> _ZADANIE_
Skopiuj bez zmian fragment tekstu o grzybach w Łódzkiem, zaczynając od „Łódzkie: Kiedy będą” i kończąc na „grzybiarka ze Zgierza.”.

> _TEKST ĆWICZENIA_
####################
Łódzkie: Kiedy będą grzyby? Na razie wciąż kurki, kanie i koźlarze
Wysyp grzybów w Łódzkiem jeszcze we wrześniu 2025? Kiedy pojawią się grzyby w lasach
W miniony weekend grzybiarze w całym regionie ruszyli do lasów z nadzieją na grzyby. Na razie zbiory są... umiarkowane. - Byliśmy w Grotnikach, spotkaliśmy grzybiarzy z wiaderkami, ale pustymi. W lesie były pojedyncze kanie - mówi grzybiarka ze Zgierza.
Cicho jest też na forach grzybiarskich. Mało kto wrzuca zdjęcia grzybów, jeśli już - to głównie kurki, kanie i specyficzne, pofalowane kozie brody. Sucho i pusto jest w lasach spalskich i w okolicach Tomaszowa. Na zachodzie regionu, m.in. w lasach koło Jeziorska są kurki, kanie i pojedyncze koźlarze.
Co będzie dalej? Sebastian Piskorski, biolog i mykolog z Łodzi ma dla grzybiarzy z regionu dobre wiadomości. Zaznacza, że w tym sezonie wysyp grzybów już raz był - w sierpniu. Teraz potrzeba kolejnych opadów deszczu.
####################
> _DOSTĘPNE DANE_

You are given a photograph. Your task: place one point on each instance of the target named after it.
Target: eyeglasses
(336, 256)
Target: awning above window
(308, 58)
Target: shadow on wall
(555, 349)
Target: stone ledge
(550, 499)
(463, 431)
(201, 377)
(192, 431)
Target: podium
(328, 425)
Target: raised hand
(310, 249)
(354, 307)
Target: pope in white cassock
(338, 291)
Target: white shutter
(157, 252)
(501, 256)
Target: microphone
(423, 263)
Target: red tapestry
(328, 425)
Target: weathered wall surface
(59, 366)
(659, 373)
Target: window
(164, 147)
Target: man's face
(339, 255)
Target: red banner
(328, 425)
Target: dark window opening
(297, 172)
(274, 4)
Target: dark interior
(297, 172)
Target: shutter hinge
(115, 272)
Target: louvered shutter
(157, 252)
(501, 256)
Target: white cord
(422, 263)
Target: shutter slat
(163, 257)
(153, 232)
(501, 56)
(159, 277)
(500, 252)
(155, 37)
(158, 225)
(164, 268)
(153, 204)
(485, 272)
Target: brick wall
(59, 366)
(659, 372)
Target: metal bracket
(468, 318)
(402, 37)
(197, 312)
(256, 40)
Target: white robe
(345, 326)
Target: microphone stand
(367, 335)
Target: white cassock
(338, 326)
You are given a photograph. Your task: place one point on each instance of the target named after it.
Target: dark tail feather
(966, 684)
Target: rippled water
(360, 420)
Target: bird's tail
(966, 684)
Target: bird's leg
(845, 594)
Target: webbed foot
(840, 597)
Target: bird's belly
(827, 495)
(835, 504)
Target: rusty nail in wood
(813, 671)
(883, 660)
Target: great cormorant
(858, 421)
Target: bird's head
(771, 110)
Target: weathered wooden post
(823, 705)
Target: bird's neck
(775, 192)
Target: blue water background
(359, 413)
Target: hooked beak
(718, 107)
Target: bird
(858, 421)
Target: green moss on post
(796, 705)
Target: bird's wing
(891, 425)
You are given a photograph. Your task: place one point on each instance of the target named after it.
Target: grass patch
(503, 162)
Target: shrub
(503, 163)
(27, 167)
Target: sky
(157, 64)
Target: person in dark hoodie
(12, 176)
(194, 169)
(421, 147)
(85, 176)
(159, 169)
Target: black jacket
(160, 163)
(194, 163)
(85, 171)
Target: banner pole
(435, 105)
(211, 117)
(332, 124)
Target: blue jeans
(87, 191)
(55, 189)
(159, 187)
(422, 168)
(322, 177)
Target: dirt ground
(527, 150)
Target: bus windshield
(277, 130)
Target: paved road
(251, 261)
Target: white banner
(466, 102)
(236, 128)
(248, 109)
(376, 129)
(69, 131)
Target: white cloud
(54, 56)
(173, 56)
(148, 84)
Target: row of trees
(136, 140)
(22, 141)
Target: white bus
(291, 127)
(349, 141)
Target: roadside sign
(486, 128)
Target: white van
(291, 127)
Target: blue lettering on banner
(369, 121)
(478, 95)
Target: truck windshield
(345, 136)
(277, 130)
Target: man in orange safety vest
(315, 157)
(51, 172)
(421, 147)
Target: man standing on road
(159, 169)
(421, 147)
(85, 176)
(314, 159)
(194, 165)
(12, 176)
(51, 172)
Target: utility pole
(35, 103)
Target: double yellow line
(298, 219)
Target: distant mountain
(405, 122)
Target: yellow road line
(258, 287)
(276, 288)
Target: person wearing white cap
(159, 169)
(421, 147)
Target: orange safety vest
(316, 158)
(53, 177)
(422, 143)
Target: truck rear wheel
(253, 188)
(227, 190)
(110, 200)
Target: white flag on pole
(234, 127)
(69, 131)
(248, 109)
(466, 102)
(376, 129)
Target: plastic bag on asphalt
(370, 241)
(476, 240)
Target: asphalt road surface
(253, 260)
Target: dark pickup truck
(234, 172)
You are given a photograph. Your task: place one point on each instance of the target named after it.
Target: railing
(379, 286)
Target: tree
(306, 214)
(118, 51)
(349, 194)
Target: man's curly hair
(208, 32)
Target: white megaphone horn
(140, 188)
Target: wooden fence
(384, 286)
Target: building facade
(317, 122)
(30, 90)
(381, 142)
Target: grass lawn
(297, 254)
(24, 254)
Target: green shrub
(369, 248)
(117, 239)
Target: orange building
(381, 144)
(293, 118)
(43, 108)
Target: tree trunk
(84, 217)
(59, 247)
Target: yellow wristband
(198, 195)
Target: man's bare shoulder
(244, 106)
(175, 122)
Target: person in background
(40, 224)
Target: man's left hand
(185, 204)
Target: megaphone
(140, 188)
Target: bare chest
####################
> _WYNIK ZADANIA_
Łódzkie: Kiedy będą grzyby? Na razie wciąż kurki, kanie i koźlarze
Wysyp grzybów w Łódzkiem jeszcze we wrześniu 2025? Kiedy pojawią się grzyby w lasach
W miniony weekend grzybiarze w całym regionie ruszyli do lasów z nadzieją na grzyby. Na razie zbiory są... umiarkowane. - Byliśmy w Grotnikach, spotkaliśmy grzybiarzy z wiaderkami, ale pustymi. W lesie były pojedyncze kanie - mówi grzybiarka ze Zgierza.